— Begin PASSAGE TO READ —
Initial and annual contributions to the Wildfire Fund established pursuant to AB 1054

The Wildfire Fund is expected to be capitalized with (i) $10.5 billion of proceeds of bonds supported by a 15-year extension of the Department of Water Resources charge to customers, (ii) $7.5 billion in initial contributions from California’s three large electric IOUs and (iii) $300 million in annual contributions paid by California’s three large electric IOUs for at least a 10 year period. The contributions from the IOUs will be effectively borne by their respective shareholders, as they will not be permitted to recover these costs from customers. The costs of the initial and annual contributions are allocated among the IOUs pursuant to a “Wildfire Fund allocation metric” set forth in AB 1054 based on land area in the applicable IOU’s service territory classified as high fire threat districts and adjusted to account for risk mitigation efforts. The Utility’s Wildfire Fund allocation metric is 64.2% (representing an initial contribution of approximately $4.8 billion and annual contributions of approximately $193 million).

On the Effective Date, PG&E Corporation and the Utility contributed, in accordance with AB 1054, an initial contribution of approximately $4.8 billion and first annual contribution of approximately $193 million to the Wildfire Fund to secure participation of the Utility therein. San Diego Gas & Electric Company and Southern California Edison made their initial contributions to the Wildfire Fund in September 2019. On December 30, 2020, the Utility made its second annual contribution of $193 million to the Wildfire Fund. As of June 30, 2021, PG&E Corporation and the Utility have eight remaining annual contributions of $193 million (based on the current Wildfire Fund allocation metric). PG&E Corporation and the Utility account for the contributions to the Wildfire Fund similarly to prepaid insurance with expense being allocated to periods ratably based on an estimated period of coverage.
— End PASSAGE TO READ —
— Begin RECORDED INFORMATION —
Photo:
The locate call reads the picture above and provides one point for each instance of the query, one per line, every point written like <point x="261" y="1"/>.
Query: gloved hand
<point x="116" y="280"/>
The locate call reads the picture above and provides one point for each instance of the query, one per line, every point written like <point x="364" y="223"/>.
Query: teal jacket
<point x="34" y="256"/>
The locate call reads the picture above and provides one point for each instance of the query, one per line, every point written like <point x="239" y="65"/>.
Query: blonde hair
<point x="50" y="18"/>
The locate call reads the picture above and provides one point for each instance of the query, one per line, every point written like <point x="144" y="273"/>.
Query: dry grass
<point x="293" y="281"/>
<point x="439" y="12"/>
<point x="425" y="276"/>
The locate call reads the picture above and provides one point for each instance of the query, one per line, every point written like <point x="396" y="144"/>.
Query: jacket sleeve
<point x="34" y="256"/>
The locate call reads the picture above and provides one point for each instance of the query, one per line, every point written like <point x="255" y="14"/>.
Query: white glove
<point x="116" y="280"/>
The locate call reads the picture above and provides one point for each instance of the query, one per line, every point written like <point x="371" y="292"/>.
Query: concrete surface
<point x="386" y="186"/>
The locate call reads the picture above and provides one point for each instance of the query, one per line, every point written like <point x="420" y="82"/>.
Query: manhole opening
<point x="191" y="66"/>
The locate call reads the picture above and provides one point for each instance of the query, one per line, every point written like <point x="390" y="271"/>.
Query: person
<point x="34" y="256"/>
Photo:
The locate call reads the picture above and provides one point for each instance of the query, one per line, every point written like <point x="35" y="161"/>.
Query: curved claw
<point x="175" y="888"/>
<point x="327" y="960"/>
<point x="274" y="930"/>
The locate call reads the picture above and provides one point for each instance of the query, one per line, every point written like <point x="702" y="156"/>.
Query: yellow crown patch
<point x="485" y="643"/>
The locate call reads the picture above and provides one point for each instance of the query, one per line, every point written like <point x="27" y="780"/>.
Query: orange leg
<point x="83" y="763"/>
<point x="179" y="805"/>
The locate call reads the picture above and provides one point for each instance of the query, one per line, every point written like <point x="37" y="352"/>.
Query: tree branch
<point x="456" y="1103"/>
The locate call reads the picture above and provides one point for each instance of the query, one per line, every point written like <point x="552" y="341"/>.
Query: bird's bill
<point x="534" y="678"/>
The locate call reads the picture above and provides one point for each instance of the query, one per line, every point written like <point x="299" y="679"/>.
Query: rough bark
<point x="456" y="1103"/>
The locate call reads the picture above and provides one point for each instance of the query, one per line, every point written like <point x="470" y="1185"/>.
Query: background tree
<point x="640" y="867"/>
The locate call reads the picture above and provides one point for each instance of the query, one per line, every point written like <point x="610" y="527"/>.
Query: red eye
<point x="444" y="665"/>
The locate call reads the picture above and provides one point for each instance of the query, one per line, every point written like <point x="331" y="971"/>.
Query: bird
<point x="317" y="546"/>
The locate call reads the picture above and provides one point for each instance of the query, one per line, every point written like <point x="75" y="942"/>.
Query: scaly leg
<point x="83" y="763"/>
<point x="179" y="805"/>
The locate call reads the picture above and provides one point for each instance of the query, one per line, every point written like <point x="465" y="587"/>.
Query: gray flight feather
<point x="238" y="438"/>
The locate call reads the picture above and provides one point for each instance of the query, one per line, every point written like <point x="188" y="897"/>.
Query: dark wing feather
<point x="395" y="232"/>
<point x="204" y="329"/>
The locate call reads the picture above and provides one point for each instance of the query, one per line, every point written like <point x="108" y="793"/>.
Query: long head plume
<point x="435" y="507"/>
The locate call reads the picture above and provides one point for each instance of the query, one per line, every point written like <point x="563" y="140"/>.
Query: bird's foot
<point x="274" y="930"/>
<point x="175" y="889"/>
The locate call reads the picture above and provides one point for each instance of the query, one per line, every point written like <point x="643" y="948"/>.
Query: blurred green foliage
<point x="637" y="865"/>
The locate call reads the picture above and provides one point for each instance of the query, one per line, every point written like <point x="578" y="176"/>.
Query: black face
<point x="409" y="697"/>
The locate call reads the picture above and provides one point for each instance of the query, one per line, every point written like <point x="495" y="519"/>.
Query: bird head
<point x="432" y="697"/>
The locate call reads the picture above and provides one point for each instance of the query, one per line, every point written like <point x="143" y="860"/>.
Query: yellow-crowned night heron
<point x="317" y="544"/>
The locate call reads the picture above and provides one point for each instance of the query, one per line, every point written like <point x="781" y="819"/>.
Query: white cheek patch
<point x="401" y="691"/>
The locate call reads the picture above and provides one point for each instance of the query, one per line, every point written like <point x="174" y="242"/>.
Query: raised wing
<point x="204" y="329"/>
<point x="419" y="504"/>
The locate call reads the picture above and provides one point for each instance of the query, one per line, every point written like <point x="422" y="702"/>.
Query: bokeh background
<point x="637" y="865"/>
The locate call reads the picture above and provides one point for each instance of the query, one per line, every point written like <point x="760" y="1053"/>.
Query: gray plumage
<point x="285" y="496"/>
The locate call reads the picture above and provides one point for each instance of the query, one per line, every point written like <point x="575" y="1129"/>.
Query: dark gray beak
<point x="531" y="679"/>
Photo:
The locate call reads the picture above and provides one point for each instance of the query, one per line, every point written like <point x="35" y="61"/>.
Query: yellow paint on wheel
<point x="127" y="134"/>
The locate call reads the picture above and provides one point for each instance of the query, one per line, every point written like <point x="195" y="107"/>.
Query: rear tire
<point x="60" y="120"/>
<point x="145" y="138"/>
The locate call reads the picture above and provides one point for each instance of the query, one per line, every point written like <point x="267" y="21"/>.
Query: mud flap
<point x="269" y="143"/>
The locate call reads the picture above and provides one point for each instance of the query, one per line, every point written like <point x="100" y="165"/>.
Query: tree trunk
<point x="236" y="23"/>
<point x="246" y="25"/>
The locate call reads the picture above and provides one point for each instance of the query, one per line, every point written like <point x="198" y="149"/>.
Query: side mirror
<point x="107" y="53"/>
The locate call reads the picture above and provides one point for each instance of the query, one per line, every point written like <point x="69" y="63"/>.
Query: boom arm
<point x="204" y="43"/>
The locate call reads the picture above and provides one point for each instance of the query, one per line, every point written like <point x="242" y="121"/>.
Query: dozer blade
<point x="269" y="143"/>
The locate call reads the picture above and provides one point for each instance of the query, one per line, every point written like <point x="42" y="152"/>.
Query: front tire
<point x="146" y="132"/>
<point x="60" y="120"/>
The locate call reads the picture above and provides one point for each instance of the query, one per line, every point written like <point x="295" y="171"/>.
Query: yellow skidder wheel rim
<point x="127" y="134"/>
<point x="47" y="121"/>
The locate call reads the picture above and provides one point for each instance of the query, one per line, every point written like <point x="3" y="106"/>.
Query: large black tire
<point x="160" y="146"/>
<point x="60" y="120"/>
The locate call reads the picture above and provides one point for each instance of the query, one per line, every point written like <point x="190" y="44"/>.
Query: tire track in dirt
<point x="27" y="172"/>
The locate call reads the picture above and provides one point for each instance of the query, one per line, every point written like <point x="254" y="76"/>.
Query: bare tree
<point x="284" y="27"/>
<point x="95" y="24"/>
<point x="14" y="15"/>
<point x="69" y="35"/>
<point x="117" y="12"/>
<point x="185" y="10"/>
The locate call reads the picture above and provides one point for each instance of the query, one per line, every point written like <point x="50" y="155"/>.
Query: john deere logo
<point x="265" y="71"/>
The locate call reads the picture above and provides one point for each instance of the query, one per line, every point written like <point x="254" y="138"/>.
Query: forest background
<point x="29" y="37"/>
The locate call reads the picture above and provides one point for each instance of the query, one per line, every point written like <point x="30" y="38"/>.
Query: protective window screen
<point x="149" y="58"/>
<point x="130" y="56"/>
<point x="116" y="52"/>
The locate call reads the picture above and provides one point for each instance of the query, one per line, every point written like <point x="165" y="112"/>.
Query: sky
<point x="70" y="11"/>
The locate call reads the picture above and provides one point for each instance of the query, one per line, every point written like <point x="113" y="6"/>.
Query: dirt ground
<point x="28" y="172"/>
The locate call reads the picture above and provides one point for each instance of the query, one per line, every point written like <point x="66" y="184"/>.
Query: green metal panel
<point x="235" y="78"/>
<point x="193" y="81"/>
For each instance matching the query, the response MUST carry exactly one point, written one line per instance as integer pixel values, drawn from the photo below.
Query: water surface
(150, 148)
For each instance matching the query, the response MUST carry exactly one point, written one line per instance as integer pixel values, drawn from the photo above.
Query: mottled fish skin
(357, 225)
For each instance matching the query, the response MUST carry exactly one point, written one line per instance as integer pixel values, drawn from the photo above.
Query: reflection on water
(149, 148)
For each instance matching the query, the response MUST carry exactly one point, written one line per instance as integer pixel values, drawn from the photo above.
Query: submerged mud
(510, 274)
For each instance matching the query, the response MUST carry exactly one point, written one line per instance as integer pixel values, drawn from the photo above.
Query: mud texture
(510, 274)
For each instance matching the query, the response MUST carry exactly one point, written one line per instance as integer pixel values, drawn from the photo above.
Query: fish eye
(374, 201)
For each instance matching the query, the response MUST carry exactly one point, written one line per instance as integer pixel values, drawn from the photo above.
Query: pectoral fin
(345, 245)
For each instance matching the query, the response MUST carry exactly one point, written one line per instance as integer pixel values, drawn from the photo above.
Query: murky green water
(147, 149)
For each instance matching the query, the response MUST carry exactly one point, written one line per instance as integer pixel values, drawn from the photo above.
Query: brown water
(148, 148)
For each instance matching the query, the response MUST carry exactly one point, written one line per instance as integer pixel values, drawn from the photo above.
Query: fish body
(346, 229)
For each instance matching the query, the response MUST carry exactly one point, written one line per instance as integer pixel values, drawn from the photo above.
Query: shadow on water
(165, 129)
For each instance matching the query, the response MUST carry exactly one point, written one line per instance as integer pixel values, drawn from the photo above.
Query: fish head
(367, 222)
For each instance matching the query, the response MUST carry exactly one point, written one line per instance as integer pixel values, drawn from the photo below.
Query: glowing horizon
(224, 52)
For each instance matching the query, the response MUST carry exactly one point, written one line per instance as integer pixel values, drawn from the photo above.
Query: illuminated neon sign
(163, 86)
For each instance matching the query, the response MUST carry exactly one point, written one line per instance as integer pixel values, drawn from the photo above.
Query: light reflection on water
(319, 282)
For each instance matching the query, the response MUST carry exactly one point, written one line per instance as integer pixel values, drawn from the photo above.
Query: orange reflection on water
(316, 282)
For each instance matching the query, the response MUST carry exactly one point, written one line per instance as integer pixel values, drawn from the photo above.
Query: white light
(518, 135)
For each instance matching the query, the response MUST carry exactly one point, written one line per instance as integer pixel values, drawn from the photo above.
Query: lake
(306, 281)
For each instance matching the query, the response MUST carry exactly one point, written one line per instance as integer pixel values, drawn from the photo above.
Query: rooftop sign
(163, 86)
— End RECORDED INFORMATION —
• WHAT TO DO:
a: Rewrite the part of the Wildfire Fund passage that opens with the words containing "On the Effective" and closes with "period of coverage.", swapping "Southern California Edison" for "SCE".
b: According to the Wildfire Fund passage, why will the contributions from California's three large electric IOUs effectively be borne by their shareholders?

• PROBLEM SOLUTIONS:
a:
On the Effective Date, PG&E Corporation and the Utility contributed, in accordance with AB 1054, an initial contribution of approximately $4.8 billion and first annual contribution of approximately $193 million to the Wildfire Fund to secure participation of the Utility therein. San Diego Gas & Electric Company and SCE made their initial contributions to the Wildfire Fund in September 2019. On December 30, 2020, the Utility made its second annual contribution of $193 million to the Wildfire Fund. As of June 30, 2021, PG&E Corporation and the Utility have eight remaining annual contributions of $193 million (based on the current Wildfire Fund allocation metric). PG&E Corporation and the Utility account for the contributions to the Wildfire Fund similarly to prepaid insurance with expense being allocated to periods ratably based on an estimated period of coverage.

b: The IOUs will not be permitted to recover these costs from their customers. The contributions therefore effectively fall on their respective shareholders.